- _TASK MATERIAL_:
((

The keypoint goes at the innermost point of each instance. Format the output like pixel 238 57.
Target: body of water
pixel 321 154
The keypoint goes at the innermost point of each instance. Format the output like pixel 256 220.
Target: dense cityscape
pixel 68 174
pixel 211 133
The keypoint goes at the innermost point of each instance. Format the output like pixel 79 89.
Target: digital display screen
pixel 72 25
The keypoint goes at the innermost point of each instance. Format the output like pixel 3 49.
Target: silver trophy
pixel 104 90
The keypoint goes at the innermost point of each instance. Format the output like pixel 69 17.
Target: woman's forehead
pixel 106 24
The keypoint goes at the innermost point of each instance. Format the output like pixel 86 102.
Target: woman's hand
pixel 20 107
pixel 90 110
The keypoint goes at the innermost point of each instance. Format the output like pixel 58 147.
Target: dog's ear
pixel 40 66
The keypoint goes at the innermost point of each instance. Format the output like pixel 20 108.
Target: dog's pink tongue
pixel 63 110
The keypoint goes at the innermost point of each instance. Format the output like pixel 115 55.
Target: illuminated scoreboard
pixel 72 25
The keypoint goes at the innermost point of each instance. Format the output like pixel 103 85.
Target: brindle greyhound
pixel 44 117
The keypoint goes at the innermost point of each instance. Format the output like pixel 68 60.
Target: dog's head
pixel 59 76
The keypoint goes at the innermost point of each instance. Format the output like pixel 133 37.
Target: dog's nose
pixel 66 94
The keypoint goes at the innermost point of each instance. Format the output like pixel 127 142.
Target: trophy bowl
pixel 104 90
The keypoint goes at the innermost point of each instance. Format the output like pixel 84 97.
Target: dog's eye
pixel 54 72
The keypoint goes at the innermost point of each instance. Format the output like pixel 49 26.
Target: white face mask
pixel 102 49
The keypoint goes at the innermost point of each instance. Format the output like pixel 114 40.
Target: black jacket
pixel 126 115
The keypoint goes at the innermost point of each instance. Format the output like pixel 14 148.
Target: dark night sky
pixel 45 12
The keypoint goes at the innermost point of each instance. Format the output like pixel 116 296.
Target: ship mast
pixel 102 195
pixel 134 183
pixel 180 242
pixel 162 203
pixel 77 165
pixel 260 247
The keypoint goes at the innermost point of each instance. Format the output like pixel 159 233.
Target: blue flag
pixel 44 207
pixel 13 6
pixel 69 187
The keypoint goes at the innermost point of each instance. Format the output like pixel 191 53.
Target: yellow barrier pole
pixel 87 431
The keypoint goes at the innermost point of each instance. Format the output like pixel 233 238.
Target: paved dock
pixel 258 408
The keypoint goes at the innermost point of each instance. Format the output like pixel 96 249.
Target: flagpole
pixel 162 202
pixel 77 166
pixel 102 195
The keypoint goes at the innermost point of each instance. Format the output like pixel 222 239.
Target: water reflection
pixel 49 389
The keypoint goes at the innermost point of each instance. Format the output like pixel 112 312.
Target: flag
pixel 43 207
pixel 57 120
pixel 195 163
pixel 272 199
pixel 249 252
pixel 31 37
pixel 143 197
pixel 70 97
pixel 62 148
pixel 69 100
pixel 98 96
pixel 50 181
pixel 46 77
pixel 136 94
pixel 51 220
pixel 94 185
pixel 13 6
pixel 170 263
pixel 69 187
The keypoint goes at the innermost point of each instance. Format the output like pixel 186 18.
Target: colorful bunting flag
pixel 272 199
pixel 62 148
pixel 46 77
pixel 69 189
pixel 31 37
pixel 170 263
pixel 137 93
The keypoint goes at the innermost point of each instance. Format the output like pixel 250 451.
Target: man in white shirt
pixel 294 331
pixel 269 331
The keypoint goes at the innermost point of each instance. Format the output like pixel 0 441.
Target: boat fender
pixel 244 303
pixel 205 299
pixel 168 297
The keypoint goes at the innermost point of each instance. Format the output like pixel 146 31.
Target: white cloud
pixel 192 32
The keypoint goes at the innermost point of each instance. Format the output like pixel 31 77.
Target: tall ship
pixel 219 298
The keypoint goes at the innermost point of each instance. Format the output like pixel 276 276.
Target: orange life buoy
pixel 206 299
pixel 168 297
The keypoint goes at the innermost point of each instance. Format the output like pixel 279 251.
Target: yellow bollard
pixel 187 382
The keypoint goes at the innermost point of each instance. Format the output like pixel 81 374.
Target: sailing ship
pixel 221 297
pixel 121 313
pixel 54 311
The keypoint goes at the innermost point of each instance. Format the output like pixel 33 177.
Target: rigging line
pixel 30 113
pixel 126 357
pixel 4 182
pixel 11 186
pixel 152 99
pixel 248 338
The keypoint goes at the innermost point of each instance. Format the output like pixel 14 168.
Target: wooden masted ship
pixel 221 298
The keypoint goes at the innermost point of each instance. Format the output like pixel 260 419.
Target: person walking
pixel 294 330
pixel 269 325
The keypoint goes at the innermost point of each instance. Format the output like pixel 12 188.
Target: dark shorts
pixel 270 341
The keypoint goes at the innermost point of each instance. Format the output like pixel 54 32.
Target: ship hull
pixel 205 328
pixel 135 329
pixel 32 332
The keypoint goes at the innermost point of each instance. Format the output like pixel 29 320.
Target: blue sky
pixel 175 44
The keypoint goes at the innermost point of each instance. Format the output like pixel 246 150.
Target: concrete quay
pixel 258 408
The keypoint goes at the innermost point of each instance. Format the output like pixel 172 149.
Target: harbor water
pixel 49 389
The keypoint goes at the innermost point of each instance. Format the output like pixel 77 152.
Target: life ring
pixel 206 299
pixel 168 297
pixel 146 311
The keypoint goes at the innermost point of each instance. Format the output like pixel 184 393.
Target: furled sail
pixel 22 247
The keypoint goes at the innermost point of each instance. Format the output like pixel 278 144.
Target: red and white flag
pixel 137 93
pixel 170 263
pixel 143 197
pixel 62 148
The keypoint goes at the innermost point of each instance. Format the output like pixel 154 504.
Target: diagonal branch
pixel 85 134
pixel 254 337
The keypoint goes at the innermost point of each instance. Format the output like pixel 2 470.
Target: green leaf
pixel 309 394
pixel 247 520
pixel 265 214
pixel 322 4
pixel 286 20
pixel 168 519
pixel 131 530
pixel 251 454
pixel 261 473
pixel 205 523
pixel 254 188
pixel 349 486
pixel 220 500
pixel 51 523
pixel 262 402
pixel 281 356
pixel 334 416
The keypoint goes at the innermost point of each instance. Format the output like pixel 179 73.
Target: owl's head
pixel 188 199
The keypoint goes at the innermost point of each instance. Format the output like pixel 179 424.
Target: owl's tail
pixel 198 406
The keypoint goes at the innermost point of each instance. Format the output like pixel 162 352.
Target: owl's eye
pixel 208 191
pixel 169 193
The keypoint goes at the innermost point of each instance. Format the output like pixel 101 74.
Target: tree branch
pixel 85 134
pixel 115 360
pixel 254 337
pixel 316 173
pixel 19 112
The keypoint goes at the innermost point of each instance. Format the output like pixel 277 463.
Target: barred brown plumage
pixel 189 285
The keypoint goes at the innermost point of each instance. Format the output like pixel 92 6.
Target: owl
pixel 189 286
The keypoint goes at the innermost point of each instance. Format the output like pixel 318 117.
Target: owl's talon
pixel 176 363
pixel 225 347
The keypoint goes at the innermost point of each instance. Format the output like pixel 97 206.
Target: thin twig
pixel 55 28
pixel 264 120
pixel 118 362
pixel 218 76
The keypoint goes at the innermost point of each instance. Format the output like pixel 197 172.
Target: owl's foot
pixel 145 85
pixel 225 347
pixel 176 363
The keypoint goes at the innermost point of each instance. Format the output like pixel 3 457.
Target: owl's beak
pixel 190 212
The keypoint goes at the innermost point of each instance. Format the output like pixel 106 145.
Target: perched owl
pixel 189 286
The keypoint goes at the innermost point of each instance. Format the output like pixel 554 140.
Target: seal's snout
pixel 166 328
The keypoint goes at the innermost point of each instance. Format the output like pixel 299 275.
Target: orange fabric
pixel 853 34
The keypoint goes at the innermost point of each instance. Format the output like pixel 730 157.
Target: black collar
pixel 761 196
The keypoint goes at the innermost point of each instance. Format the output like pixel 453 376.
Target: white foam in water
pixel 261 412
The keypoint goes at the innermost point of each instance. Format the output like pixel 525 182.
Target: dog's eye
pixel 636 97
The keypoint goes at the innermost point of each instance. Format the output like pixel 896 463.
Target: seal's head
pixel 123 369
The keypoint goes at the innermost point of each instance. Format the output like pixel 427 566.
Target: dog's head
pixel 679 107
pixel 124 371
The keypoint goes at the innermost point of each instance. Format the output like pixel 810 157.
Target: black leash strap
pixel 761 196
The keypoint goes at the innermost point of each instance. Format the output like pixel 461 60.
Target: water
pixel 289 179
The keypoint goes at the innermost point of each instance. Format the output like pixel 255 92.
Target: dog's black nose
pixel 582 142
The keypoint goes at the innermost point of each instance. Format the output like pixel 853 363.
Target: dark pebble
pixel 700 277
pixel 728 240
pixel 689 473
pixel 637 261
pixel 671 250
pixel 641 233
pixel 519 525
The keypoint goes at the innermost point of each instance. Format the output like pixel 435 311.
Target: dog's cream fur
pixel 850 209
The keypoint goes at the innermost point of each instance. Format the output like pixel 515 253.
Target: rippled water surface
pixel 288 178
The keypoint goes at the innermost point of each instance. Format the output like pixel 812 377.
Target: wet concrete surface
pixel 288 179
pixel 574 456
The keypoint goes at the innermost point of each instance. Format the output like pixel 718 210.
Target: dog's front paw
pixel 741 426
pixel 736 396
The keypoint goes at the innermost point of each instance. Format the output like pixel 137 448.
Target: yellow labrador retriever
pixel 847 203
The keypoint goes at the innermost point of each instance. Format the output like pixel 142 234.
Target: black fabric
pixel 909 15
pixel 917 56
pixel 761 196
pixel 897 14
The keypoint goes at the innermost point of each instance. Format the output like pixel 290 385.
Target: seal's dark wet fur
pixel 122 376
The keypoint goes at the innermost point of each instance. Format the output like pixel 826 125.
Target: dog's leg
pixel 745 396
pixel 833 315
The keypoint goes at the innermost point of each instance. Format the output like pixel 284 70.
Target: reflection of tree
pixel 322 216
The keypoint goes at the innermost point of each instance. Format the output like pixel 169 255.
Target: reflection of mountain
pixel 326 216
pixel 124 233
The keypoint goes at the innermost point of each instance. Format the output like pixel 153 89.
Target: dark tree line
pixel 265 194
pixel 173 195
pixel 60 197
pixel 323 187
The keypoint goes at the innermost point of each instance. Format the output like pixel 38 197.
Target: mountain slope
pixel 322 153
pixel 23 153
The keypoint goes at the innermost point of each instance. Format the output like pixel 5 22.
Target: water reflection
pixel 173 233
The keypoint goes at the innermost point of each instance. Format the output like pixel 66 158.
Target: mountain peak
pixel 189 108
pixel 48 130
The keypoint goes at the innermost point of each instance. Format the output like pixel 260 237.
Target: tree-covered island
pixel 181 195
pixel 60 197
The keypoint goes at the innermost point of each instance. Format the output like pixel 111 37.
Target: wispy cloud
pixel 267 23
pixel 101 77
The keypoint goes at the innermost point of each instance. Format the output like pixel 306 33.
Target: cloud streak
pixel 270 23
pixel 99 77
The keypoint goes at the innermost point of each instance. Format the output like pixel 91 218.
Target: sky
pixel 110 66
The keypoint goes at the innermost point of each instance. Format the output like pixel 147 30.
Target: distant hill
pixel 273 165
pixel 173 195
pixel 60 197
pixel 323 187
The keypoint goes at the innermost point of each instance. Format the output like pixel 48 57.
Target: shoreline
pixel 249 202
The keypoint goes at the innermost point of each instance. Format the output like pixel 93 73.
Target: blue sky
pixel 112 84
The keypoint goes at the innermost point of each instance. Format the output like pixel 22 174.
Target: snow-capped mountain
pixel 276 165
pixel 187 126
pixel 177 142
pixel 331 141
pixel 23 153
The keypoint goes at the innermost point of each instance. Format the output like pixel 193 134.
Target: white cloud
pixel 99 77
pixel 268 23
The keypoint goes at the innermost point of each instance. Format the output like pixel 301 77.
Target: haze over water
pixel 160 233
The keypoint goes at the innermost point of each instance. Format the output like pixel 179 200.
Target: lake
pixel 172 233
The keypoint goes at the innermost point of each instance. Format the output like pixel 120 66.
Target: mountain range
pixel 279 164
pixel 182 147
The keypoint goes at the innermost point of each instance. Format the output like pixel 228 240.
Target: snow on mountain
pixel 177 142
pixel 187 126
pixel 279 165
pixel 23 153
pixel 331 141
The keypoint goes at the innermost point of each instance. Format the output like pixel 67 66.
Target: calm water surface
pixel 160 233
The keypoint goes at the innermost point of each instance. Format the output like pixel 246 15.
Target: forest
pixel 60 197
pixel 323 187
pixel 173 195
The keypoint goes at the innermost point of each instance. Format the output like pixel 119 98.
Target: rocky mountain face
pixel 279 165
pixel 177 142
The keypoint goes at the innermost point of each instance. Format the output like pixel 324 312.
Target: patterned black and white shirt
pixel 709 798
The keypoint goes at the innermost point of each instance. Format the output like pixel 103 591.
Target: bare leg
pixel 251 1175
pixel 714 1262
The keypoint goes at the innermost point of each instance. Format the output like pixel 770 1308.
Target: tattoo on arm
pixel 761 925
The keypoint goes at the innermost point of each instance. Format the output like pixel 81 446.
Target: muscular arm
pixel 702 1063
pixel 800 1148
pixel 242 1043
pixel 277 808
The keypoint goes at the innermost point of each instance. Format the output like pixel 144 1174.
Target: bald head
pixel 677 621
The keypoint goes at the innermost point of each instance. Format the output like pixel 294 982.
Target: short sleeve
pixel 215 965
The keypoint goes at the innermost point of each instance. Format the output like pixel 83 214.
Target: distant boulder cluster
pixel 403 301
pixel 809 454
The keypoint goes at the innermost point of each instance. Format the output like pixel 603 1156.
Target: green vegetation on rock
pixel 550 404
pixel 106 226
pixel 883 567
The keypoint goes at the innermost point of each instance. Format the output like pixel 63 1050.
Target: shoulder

))

- _TO BE DONE_:
Please copy out the lines exactly, starting with the line that contains "pixel 435 311." and going on through the line that contains "pixel 833 315", both included.

- _THE COMPLETED TASK_:
The keypoint goes at the innermost point of each instance. Format the output like pixel 435 311.
Target: dog's cream fur
pixel 850 209
The keypoint goes at the innermost point of each instance. Format the output like pixel 515 253.
Target: rippled water surface
pixel 288 178
The keypoint goes at the innermost point of each instance. Format the output like pixel 812 377.
Target: wet concrete surface
pixel 288 179
pixel 574 456
The keypoint goes at the innermost point of each instance. Format the output like pixel 718 210.
Target: dog's front paw
pixel 741 426
pixel 736 396
The keypoint goes at the innermost point of each instance. Format the output like pixel 137 448.
Target: yellow labrador retriever
pixel 847 203
The keypoint goes at the innermost point of each instance. Format the output like pixel 142 234.
Target: black fabric
pixel 909 15
pixel 917 56
pixel 761 196
pixel 897 14
The keypoint goes at the innermost point of each instance. Format the output like pixel 290 385.
Target: seal's dark wet fur
pixel 122 376
The keypoint goes at the innermost point of each instance. Format the output like pixel 826 125.
Target: dog's leg
pixel 745 396
pixel 833 315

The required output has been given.